REQUIREMENT 1 = According to the loss kernel passage, what is the loss kernel defined as?
REQUIREMENT 2 = Reproduce word for word the stretch of the loss kernel passage from "We introduced a" through "tool for interpretability.".

TEXT PASSAGE =
==================================================

The loss kernel is part of this broader agenda, particularly through its connection to key SLT quantities like the singular fluctuation (Section A.1).

6 Discussion & Conclusion

We introduced a new technique, the loss kernel, for mapping and interpreting learned functional relationships between samples in a trained neural network. The kernel is defined as the covariance matrix of per-sample losses, computed under a distribution of parameter perturbations localized to the set of low-loss points. We first validated this method on a synthetic multitask problem, demonstrating that the kernel separates inputs by their underlying task, consistent with theoretical predictions for functionally independent mechanisms. Applied to an Inception-v1 model trained on ImageNet, we show that the loss kernel can be used to visualize the structure of the data distribution and that this structure reflects the WordNet semantic hierarchy. These findings highlight the loss kernel as a useful practical tool for interpretability.

==================================================

LISTED RECORDS =

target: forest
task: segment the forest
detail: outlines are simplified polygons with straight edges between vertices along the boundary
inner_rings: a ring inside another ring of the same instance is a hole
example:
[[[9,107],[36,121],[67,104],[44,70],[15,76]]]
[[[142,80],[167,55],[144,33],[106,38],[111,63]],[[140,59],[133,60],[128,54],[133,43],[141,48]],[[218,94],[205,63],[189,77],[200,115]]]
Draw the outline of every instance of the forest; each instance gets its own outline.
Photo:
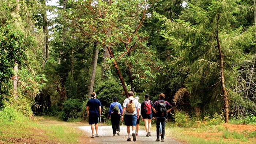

==================================================

FULL SOLUTION 1 = The covariance matrix of per-sample losses, computed under a distribution of parameter perturbations localized to the set of low-loss points.

FULL SOLUTION 2 =
We introduced a new technique, the loss kernel, for mapping and interpreting learned functional relationships between samples in a trained neural network. The kernel is defined as the covariance matrix of per-sample losses, computed under a distribution of parameter perturbations localized to the set of low-loss points. We first validated this method on a synthetic multitask problem, demonstrating that the kernel separates inputs by their underlying task, consistent with theoretical predictions for functionally independent mechanisms. Applied to an Inception-v1 model trained on ImageNet, we show that the loss kernel can be used to visualize the structure of the data distribution and that this structure reflects the WordNet semantic hierarchy. These findings highlight the loss kernel as a useful practical tool for interpretability.